● ПОСТАВЛЕННАЯ ЗАДАЧА 1: Объясните на основе рецензии на спектакль «Отелло», почему основные события трагедии показаны как воспоминание Отелло перед самоубийством.

● ТЕКСТ ДЛЯ ЧТЕНИЯ:
Петербургский театральный журнал
Блог «ПТЖ» — это отдельное СМИ, живущее в режиме общероссийской театральной газеты. Когда-то один из создателей журнала Леонид Попов делал в «ПТЖ» раздел «Фигаро» (Фигаро здесь, Фигаро там). Лене Попову мы и посвящаем наш блог.
16+

ГОСТИ

«ОТЕЛЛО» В ТЕАТРЕ ИМ. К. МАРДЖАНИШВИЛИ

Спектакль "Отелло" в театре имени Марджанишвили начинается неожиданно. После убийства Дездемоны Отелло бьют кнутами — яростно, жестоко. В финале спектакля эта сцена повторится вновь и закончится самоубийством Отелло. Все основные события трагедии разворачиваются как бы в сознании Отелло, в короткий промежуток времени перед тем, как он решает покончить с собой. Такая интерпретация поначалу вызывает недоверие, настораживает — не сразу понимаешь глубину замысла режиссера. И только потом, органически воплощенный в художественном образе спектакля, он постепенно входит в сердце и сознание…

Прекращается свист кнутов, Отелло оставляют одного. И ровный голос сверху повторяет как молитву или заклинание одни и те же слова — какую-то высшую мудрость, единственную истину о мире и человеке. Голос извне, не из этого мира, все понимающий о человеке, в то время как он, человек, не ведает что творит, — здесь, на земле, такое понимание приходит не сразу, не одновременно с происходящим, а только потом, после всего совершенного. Лишь на край жизни, после развернувшейся трагедии Отелло восстанавливает в памяти случившееся, понимая только теперь его истинный смысл.

В свете этого позднего прозрения мы и будем следить за совершающимися событиями, изначально задавшись вопросом: как же движется, по каким законам развивается эта жизнь, давая победить злу?

И начинается воспоминание…

В глубине сцены — спиной к нам — возникает фигура человека. Резко развернувшись, он выходит из темноты, и по мере его приближения к авансцене пространство освещается рывками — ярче, ярче, — и вот он перед нами, Яго. Он, чьей волей и энергией сдвинулось, сместилось привычное течение жизни, нарушился естественный порядок вещей, подчинившись злу. Он сразу начинает действовать — воздействовать на жизнь, переделывая ее по своему плану.

● ПОСТАВЛЕННАЯ ЗАДАЧА 2: Повторите записи, начиная со строки, содержащей «Kindly place a point on the manhole», и до конца записей включительно. Изображения в ответ не включайте.

● СПИСОК ЗАПИСЕЙ:

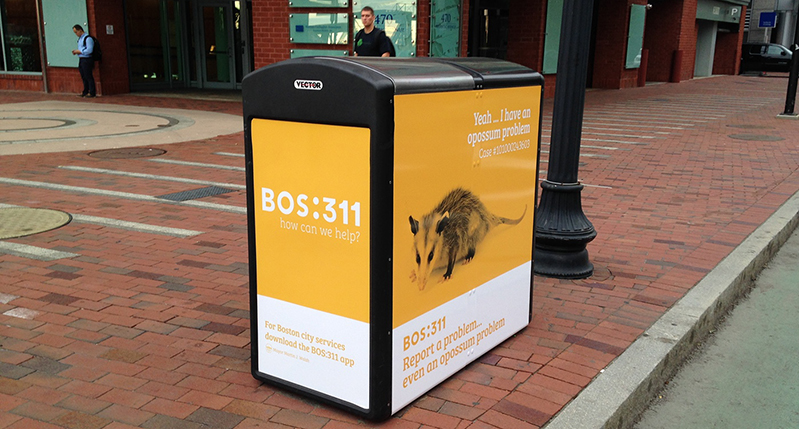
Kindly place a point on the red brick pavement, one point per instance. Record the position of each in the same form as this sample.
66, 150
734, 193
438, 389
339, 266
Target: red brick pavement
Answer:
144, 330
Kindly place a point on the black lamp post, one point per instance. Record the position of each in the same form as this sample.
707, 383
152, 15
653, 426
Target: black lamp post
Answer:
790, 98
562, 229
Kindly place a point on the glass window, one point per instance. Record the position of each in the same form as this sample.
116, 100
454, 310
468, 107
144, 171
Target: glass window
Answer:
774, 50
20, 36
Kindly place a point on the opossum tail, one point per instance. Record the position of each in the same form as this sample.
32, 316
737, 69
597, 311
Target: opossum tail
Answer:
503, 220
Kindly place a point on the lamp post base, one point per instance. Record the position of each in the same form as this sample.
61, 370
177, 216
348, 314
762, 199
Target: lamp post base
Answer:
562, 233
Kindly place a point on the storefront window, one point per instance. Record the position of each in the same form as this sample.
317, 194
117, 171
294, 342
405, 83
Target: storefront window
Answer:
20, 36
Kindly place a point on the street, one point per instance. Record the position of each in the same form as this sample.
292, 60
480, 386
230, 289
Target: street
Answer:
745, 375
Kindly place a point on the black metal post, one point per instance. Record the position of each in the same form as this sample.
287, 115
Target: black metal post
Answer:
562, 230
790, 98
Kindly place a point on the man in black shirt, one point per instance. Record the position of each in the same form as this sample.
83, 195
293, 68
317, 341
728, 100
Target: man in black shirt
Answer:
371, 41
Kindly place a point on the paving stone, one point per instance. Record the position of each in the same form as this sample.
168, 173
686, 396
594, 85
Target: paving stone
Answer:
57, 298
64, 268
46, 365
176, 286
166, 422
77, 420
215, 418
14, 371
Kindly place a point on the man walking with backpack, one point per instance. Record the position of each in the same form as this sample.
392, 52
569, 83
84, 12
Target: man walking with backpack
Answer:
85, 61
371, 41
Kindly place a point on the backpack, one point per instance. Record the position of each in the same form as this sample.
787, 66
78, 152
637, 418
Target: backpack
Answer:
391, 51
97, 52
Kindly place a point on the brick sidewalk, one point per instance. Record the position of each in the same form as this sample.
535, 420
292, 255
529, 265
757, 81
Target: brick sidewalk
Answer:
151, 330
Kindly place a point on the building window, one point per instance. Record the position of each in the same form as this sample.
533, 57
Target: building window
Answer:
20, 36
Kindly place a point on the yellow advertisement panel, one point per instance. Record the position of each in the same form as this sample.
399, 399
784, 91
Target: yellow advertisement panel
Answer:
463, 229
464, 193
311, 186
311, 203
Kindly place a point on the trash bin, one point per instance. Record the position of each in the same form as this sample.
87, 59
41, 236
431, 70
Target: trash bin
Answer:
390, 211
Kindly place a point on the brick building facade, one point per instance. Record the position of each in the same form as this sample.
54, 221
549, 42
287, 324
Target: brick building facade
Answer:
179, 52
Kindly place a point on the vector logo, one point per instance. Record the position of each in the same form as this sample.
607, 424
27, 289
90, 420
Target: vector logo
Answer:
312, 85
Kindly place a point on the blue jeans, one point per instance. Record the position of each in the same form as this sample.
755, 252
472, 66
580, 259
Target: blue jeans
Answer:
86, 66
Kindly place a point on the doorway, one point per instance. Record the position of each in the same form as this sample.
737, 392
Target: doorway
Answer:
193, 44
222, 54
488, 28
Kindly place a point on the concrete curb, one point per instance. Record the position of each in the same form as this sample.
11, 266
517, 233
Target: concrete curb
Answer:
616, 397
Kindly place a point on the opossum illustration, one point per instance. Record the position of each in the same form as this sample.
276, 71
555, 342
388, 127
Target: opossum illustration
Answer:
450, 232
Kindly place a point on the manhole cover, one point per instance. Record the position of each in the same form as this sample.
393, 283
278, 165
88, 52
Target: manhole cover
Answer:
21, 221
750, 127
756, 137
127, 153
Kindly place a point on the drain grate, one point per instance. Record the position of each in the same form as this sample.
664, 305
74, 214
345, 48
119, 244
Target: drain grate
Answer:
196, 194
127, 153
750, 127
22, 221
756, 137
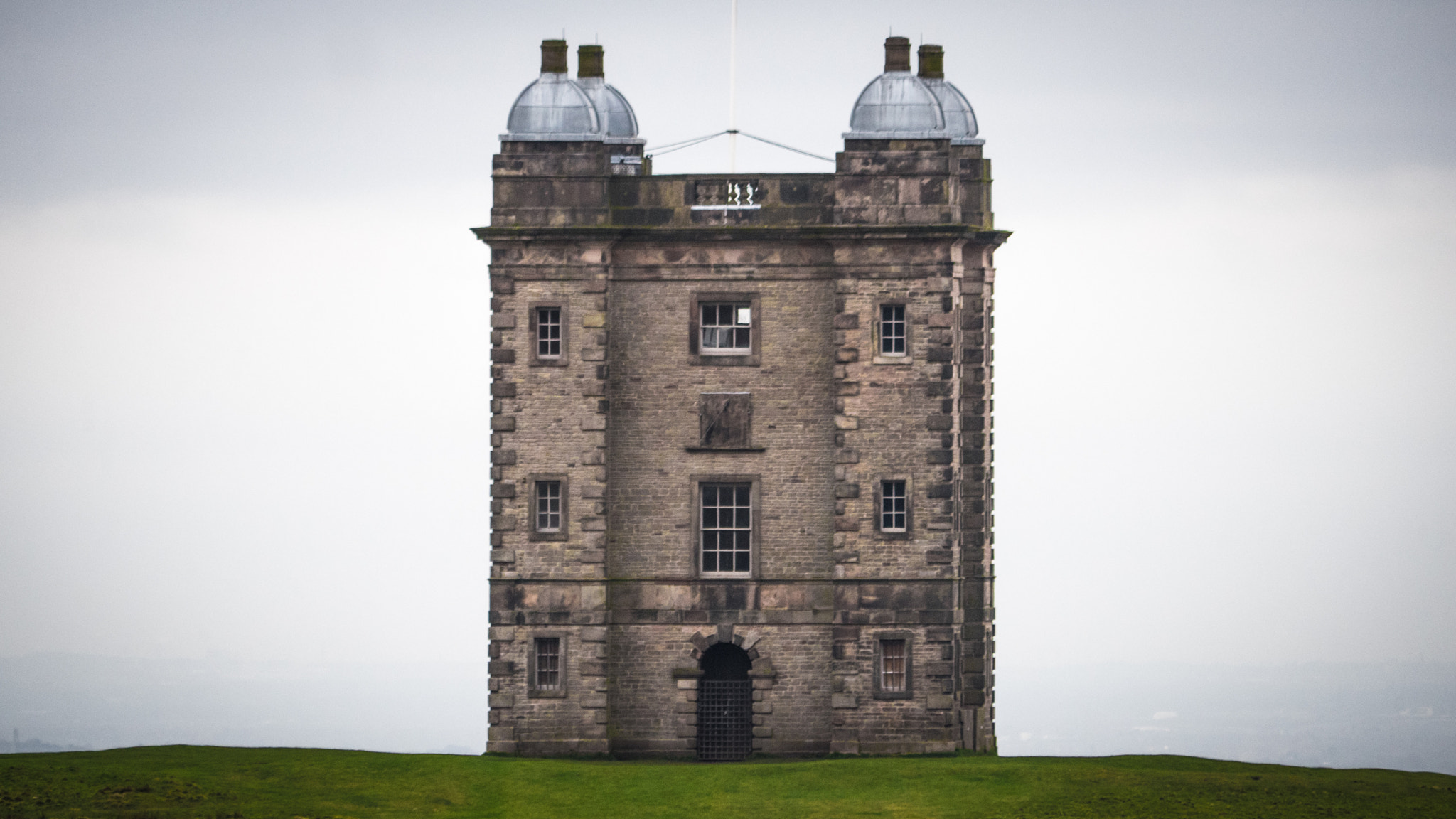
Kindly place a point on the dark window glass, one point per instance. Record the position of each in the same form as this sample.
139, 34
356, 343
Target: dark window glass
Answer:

● ОТВЕТ НА ЗАДАЧУ 1: Здесь, на земле, понимание происходящего приходит к человеку не сразу и не одновременно с событиями, а только после всего совершенного. Поэтому лишь на краю жизни, после развернувшейся трагедии, Отелло восстанавливает в памяти случившееся и только теперь понимает его истинный смысл.

● ОТВЕТ НА ЗАДАЧУ 2:
Kindly place a point on the manhole cover, one point per instance. Record the position of each in the same form as this sample.
393, 283
278, 165
88, 52
Target: manhole cover
Answer:
21, 221
750, 127
756, 137
127, 153
Kindly place a point on the drain grate, one point per instance. Record the position of each in the same form as this sample.
664, 305
74, 214
345, 48
119, 244
Target: drain grate
Answer:
196, 194
127, 153
750, 127
22, 221
756, 137
Kindly place a point on the dark window glass, one point per instance. Record the position of each in the same form as this sample.
139, 34
356, 343
Target: dark window glass
Answer:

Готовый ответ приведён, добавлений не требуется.